* [Text extract]
Re: dynamic virtio page size

2008-11-06 Thread Hollis Blanchard
On Thu, 2008-11-06 at 14:02 -0600, Anthony Liguori wrote:
 Hollis Blanchard wrote:
  I wanted to make sure people on non-x86 architectures couldn't run into
  vring-size related problems that didn't also appear on x86.

 
 Having a VRING_SHIFT and a VRING_PAGE_SIZE where VRING_PAGE_SIZE != (1 
  VRING_SHIFT) is almost certainly going to break things in unexpected 
 ways because it's going against common understanding of the relationship 
 between shift and page_size.

In the patch I sent, they are named VIRTIO_PFN_SHIFT and
VRING_PAGE_SIZE. In fact, the first could really be named
VIRTIO_PCI_PFN_SHIFT or even more specific, which hopefully would
alleviate the confusion.

* [Data shown]
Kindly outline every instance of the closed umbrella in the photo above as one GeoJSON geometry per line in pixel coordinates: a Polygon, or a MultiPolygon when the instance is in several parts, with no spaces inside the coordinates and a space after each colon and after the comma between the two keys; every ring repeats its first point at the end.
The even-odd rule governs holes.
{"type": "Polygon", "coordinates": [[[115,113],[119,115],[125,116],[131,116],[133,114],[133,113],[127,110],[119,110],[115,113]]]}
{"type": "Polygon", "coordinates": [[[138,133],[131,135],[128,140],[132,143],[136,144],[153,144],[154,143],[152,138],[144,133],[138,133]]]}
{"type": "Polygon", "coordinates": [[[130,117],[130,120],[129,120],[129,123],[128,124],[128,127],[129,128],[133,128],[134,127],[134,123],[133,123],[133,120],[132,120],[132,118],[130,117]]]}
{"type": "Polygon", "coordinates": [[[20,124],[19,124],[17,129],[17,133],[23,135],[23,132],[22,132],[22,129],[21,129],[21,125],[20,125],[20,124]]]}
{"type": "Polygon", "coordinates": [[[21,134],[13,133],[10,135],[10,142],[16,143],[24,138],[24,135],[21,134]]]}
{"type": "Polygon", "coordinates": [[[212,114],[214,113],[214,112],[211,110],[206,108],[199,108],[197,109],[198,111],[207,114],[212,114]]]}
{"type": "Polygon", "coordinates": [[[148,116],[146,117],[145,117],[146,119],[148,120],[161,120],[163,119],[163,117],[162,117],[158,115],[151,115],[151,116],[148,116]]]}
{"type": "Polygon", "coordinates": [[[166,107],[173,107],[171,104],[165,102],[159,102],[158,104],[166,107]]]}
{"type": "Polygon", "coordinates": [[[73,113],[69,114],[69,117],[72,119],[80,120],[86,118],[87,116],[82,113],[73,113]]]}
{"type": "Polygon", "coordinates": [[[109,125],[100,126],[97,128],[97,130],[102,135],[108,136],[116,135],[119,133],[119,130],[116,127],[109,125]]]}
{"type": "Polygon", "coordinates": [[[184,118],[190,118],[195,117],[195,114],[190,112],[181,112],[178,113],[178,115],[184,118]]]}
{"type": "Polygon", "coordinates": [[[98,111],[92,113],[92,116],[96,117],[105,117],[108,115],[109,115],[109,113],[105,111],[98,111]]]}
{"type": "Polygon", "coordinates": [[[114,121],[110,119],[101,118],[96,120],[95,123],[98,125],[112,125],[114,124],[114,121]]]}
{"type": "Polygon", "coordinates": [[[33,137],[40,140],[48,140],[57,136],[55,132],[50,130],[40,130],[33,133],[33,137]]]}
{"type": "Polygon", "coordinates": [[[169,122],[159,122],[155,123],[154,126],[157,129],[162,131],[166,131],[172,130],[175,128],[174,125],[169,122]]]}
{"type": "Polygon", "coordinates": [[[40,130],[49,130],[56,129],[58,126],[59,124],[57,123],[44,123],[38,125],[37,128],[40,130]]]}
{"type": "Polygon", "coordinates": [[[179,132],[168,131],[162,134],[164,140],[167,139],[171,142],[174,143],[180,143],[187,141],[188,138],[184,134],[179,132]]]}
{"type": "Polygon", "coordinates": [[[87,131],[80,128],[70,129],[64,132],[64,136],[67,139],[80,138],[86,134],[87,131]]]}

* [Written task A] Please list every constant name, written in capitals with underscores, that appears in the virtio page size thread.
* [Written task B] In the virtio page size thread, what two names does the patch Hollis Blanchard sent use?
The records stand apart from the thread and are separate material.

* [Written solution A] VRING_SHIFT, VRING_PAGE_SIZE, VIRTIO_PFN_SHIFT, VIRTIO_PCI_PFN_SHIFT

* [Written solution B] VIRTIO_PFN_SHIFT and VRING_PAGE_SIZE